AANGELEVERDE TEKST:
⟨

Mr en Mrs Thomas kijken opnieuw nauwlettend toe dat tijdens het ontbijt iedereen minstens twee keer toetast en zijn bord helemaal leeg eet. Ruben wordt hierbij weer extra geviseerd.
Ze zijn het voorbeeld van de ‘geslaagde Indiërs’: een mooie villa, een auto, hun drie grote kinderen universitair geschoold en zijn nu dokter, een dochter woont in de USA.
We gaan vandaag allemaal terug naar Fort Kochin. Het eerste stuk vanuit Ernakulam naar de kade is slechts enkele kilometers in vogelvlucht maar de stadsbus doet er een half uur over. De verkeerschaos is onbeschrijflijk: auto’s, kleine en grote bussen, vrachtwagens, riksja’s, motorfietsen, vespa’s, fietsen, voetgangers, stootkarren: allemaal moeten ze door kapot gereden straten die gemaakt zijn voor het verkeer van de jaren vijftig van de vorige eeuw. Het asfalt is gewoon weggereden door het jarenlange zware verkeer met diepe kuilen gevuld met plassen bruin water als gevolg. De ultieme file waarbij alles compleet vastzit is nabij. De politie staat hulpeloos te kijken en probeert de voertuigen ten minste in beweging te houden. Het verkeersreglement is simpel: er is geen verkeersreglement: de enige regel die min of meer gerespecteerd wordt is dat alle voertuigen aan de juiste kant – links - van de weg rijden, en voor de rest is de kunst om zich zo agressief mogelijk een weg vooruit te banen met als extra drukkingmiddel een constant getoeter.
De ferryboot heeft tenminste nog geen last van verkeershinder en het is een verademing als we terug in het oude koloniale Kochi binnenwandelen.

⟩

[Bewaarde items]
⟨

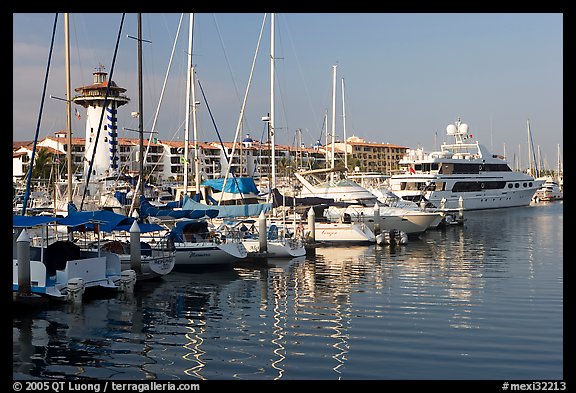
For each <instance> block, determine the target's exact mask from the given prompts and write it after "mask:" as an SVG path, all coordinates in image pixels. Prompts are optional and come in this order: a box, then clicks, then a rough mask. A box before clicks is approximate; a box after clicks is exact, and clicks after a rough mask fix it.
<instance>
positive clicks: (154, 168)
mask: <svg viewBox="0 0 576 393" xmlns="http://www.w3.org/2000/svg"><path fill="white" fill-rule="evenodd" d="M183 17H184V13H182V14H180V21H179V22H178V28H177V29H176V36H175V37H174V43H173V44H172V52H171V53H170V60H169V61H168V68H167V69H166V75H165V76H164V82H163V84H162V90H161V92H160V98H159V100H158V105H157V106H156V113H155V114H154V120H153V121H152V127H151V130H150V131H151V132H150V136H149V137H148V144H147V145H146V152H145V153H144V158H143V161H144V162H146V159H147V158H148V151H149V150H150V143H151V142H152V139H153V136H154V129H155V128H156V121H157V120H158V115H159V113H160V105H161V104H162V99H163V97H164V92H165V91H166V84H167V82H168V74H169V73H170V69H171V68H172V60H173V59H174V52H175V50H176V43H177V42H178V36H179V35H180V27H181V26H182V19H183ZM173 139H174V137H173ZM162 157H164V152H162V154H161V155H160V158H159V159H158V161H157V162H156V163H155V164H154V166H153V167H152V170H151V171H150V175H152V173H154V171H155V170H156V167H158V164H159V163H160V162H161V161H160V159H161V158H162ZM150 175H149V176H148V178H149V177H150ZM143 177H146V175H145V174H142V176H138V182H137V183H136V189H139V188H140V182H141V181H142V180H143V179H142V178H143ZM135 203H136V198H133V199H132V204H131V205H130V211H129V212H128V216H132V212H133V211H134V208H135Z"/></svg>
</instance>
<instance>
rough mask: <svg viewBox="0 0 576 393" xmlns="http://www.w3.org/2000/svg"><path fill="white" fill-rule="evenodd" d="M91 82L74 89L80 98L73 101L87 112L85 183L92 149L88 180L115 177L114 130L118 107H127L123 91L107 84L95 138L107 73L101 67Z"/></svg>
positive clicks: (107, 74) (114, 145) (115, 160)
mask: <svg viewBox="0 0 576 393" xmlns="http://www.w3.org/2000/svg"><path fill="white" fill-rule="evenodd" d="M92 75H93V76H94V81H93V83H92V84H91V85H87V86H81V87H77V88H76V89H74V91H76V92H78V93H79V95H78V96H76V97H74V98H73V101H74V102H75V103H76V104H78V105H81V106H83V107H84V108H86V141H85V146H86V150H85V152H84V157H85V160H84V179H86V178H87V175H88V171H89V169H90V160H91V159H92V154H93V151H94V147H95V146H96V154H95V155H94V163H93V165H92V174H91V175H90V179H91V180H96V179H98V178H100V177H102V176H104V177H106V176H111V175H114V174H116V173H117V170H118V167H119V161H120V156H119V152H118V130H117V127H118V126H117V122H118V117H117V110H118V107H120V106H122V105H124V104H127V103H128V102H129V101H130V99H129V98H128V97H126V96H125V95H124V94H123V93H125V92H126V89H124V88H122V87H119V86H117V85H116V83H114V81H110V88H109V92H108V100H107V105H106V112H105V114H104V118H103V119H102V127H101V129H100V135H99V137H98V144H96V138H97V136H98V125H99V123H100V117H101V114H102V108H103V107H104V102H105V98H106V88H107V86H108V79H107V75H108V73H106V72H104V66H103V65H100V66H98V68H96V71H95V72H93V74H92Z"/></svg>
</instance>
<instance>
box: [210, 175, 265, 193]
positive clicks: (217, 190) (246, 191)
mask: <svg viewBox="0 0 576 393" xmlns="http://www.w3.org/2000/svg"><path fill="white" fill-rule="evenodd" d="M201 185H202V186H209V187H212V188H213V189H215V190H217V191H222V186H223V185H224V178H222V179H209V180H205V181H204V182H203V183H202V184H201ZM224 191H225V192H230V193H232V194H240V193H242V194H256V195H258V193H259V192H260V191H259V190H258V187H256V183H254V179H253V178H251V177H236V178H232V177H230V178H228V180H227V181H226V189H225V190H224Z"/></svg>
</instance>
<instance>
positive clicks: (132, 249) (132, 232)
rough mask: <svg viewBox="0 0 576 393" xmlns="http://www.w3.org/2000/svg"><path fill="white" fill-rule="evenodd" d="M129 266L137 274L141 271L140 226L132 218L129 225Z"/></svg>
mask: <svg viewBox="0 0 576 393" xmlns="http://www.w3.org/2000/svg"><path fill="white" fill-rule="evenodd" d="M130 268H131V269H132V270H134V271H135V272H136V273H137V274H140V273H142V251H141V249H140V227H139V226H138V222H137V221H136V220H134V222H133V223H132V226H131V227H130Z"/></svg>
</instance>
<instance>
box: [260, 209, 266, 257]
mask: <svg viewBox="0 0 576 393" xmlns="http://www.w3.org/2000/svg"><path fill="white" fill-rule="evenodd" d="M258 240H259V244H260V252H268V236H267V232H266V216H265V215H264V211H261V212H260V215H259V216H258Z"/></svg>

⟩

OPDRACHT: Hoe gaat het reisverslag over de tocht van Ernakulam naar Fort Kochin verder? Schrijf het vervolg, te beginnen na de laatste zin.

RESULTAAT:
We volgen de kade met de nog steeds gebruikte en vervallen pakhuizen waar al sedert honderden jaren niets is veranderd: Kochi is al sedert de Portugese tijd een wereldcentrum van de specerijenhandel: specerijen, tabak, rijst worden in jute balen vanuit alle delen van het land met vrachtwagens aangevoerd. De balen worden door sjouwers met de hand gelost op stootkarren en verder in aangemeerde roestige schepen geladen. In de straatjes ruikt het naar kruidnagel, kardemom, nootmuskaat en kaneel.
Een heerlijke ‘meal’ in een ‘familyhotel’ stilt de hongerige magen. Het systeem van de zogenaamde ‘dagmaaltijd’ of ‘meal’ is uniek: je krijgt verschillende aluminium schoteltjes voorgezet met daarop heerlijk gekruide groentegerechten en een groot bord witte rijst. Met de rechterhand voeg je naar keuze alles toe in het bord rijst, je mengt en je kneedt het geheel en zo eet je het ook. Als de bordjes dreigen leeg te geraken komt een mannetje met kleine emmertjes langs om de schaaltjes opnieuw te vullen tenzij je een teken geeft dat het niet meer hoeft. Om alles door te spoelen krijg je een grote pint slappe lauwe thee. Prijs voor dit genot: 0,25 euro.
We gaan even langs het ‘Hollands Paleis’: een grote villa met zware donkere houtgesneden plafonds en muurschilderingen, door de Portugezen gebouwd en geschonken aan de Raja als een gebaar van goede wil en dank voor de handelsprivileges.
Later werd het door de Hollanders gerenoveerd en vandaar ook de huidige naam. Tenslotte bezoeken we de Joodse synagoog uit 1660. Er wonen al sedert de diaspora Joodse handelaars in Kochi en in de hoogdagen bevolkten zij een ganse stadswijk die vandaag nog altijd Jewtown heet. Nu wonen er nog slechts zeven families; de rest is vertrokken naar Israël.
Een kardemomgebakje in de bakery hebben we na al dat gewandel wel verdiend.
De file van deze morgen is er nog altijd.
Morgen zoeken we rustiger oorden op in de backwaters van Alleppey.

PS: Onze sympathie ging vandaag uit naar al onze beste collega's in de werkende wereld, want naar het schijnt zijn de schoolpoorten vandaag weer geopend ...
Veel arbeidsvreugde gewenst in de komende maanden.